Task brief: Every entry must be set down exactly in the answer; no pictures should appear.

Available data:
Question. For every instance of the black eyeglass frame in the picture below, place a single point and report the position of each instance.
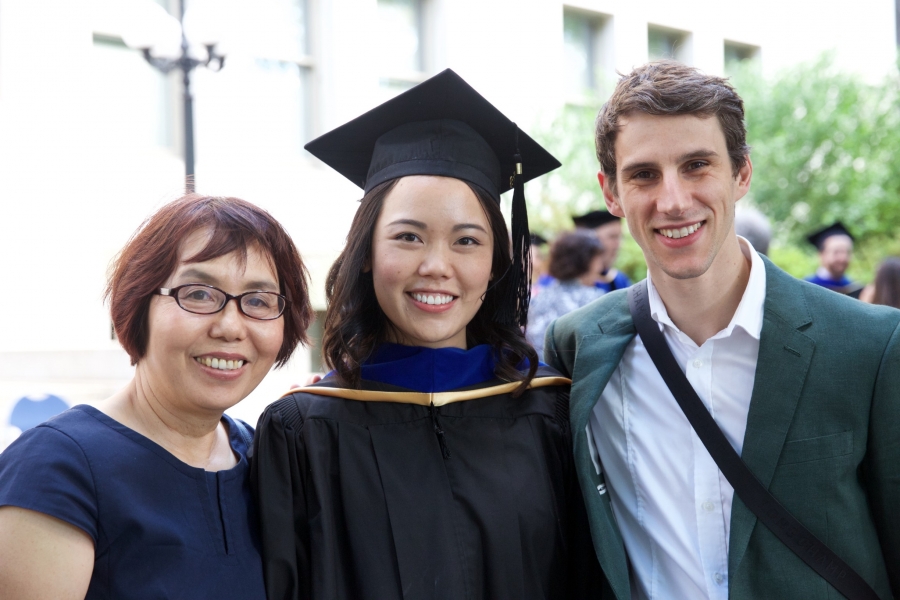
(173, 293)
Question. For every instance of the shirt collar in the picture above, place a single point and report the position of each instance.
(749, 313)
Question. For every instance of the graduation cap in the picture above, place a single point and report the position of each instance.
(817, 238)
(444, 127)
(594, 219)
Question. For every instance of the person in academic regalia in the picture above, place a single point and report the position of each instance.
(835, 246)
(608, 229)
(540, 276)
(435, 461)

Problem solution:
Question. For every instance of the black eyeglass frame in the picture below, place a single point and report the position of each instance.
(173, 293)
Question. For every instance of the shirt collar in the picture above, place a single point and report the position of each instance.
(749, 313)
Question. For every instance of the graduation cap in the picture above, place a single point and report the position of each instance.
(817, 238)
(444, 127)
(594, 219)
Question. For every instance of the person in academic regalia in the picture above, place a single point and report the position of each instance.
(835, 246)
(608, 229)
(540, 276)
(435, 461)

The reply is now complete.